_Passage for review_
New polling data from The Boston Globe reveals that U.S. physicians are prescribing fewer opioids. But how does the trend impact patients – and the nation’s opioid addiction epidemic?
The Boston Globe Data
The Globe’s December SERMO poll of nearly 3,000 physicians reveals that:
- More than half of all physician respondents reduced their opioid prescribing over the past two years
- More than two-thirds of internal medicine and family practice physicians reduced their opioid prescribing over the past two years
- Thirty-four percent cited “too many hassles and risks” as their rationale for reducing prescriptions
- Twenty-nine percent credited an “improved understanding of opioids’ risks”
- More than one-third of physicians agreed that reducing opioid prescriptions may actually hurt patients.
Impact on Patients
As the data reveals, some physicians worry about how limiting opioid prescriptions may affect patients in pain. Consider patients with chronic pain, who may take opioids under the care of their physician and depend upon them for daily functioning.
And the poll does not explore which – if any – alternate treatment options are offered to patients whose physicians cut opioid prescribing or abandon the medications altogether. Balanced approaches that integrate pharmacologic and non-pharmacologic options (such as physical therapy and chiropractic care) can be effective. But not all health plans cover the costs of these interventions.
Without sufficient alternatives, patients may find themselves in a treatment conundrum – and in intolerable pain.

Image point grounding data
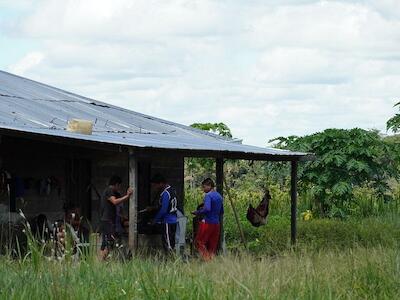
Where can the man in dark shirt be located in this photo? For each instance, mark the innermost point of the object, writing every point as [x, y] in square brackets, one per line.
[110, 200]
[166, 215]
[209, 228]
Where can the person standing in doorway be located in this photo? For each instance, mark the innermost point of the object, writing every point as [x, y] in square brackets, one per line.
[110, 200]
[166, 215]
[208, 233]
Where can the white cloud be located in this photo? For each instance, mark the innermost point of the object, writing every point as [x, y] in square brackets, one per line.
[28, 62]
[266, 68]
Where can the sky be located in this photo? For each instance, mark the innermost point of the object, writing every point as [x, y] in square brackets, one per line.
[266, 68]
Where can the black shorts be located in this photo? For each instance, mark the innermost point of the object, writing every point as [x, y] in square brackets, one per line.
[107, 235]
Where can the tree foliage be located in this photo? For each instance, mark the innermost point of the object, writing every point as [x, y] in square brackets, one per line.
[217, 128]
[394, 122]
[345, 159]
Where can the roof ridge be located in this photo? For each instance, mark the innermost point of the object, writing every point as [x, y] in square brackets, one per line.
[105, 104]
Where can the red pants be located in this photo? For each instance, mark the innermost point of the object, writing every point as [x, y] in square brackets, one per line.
[207, 239]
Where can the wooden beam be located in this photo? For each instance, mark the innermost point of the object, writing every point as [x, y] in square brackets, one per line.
[293, 196]
[219, 172]
[133, 204]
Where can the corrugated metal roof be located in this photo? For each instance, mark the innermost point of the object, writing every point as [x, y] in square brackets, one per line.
[33, 107]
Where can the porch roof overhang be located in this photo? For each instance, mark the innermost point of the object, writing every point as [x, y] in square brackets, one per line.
[36, 110]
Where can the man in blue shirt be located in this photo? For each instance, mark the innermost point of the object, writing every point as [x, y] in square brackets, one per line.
[208, 233]
[166, 215]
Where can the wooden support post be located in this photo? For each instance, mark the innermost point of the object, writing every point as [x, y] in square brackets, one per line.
[219, 174]
[293, 196]
[133, 205]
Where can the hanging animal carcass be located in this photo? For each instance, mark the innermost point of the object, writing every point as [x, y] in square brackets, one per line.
[258, 216]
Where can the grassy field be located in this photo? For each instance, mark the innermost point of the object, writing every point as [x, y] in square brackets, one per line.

_Work item A_
Decide whether each statement agrees with the opioid prescribing article. For each, answer yes or no and quote the words from the article that decide it.
(i) The physicians were polled in December.
(ii) Twenty-nine percent of physicians said they cut prescriptions because of "too many hassles and risks."
(iii) The poll looks into which alternate treatments patients are offered.
_Work item B_
Pick up the opioid prescribing article after its final sentence and continue it.

_Expected answer A_
(i) Yes: "The Globe’s December SERMO poll of nearly 3,000 physicians"
(ii) No: "Thirty-four percent cited “too many hassles and risks” as their rationale for reducing prescriptions"
(iii) No: "the poll does not explore which – if any – alternate treatment options are offered to patients"

_Expected answer B_
[WATCH: Understanding Balanced Pain Management]
Policy Implications
It’s also unclear how reduced prescribing might impact opioid abuse and addiction on a national scale. Late 2016 data from Massachusetts, for example, revealed that street drugs – not prescription opioids – drive the state’s overdose epidemic. The state’s department of health reported that 85 percent of overdose death toxicology reports showed the presence of heroin or fentanyl. A similar trend has emerged in other states, including Alabama.
Thus, policymakers eager to address the opioid epidemic would be wise to take a balanced approach. Reductions in opioid prescribing should stem from informed decisions about what’s best for individual patients, not from physicians’ fear of stigma or frustration with growing regulations. And health plans would do well to ensure that, where opioids’ availability diminishes, other pain management options are accessible to patients who need them.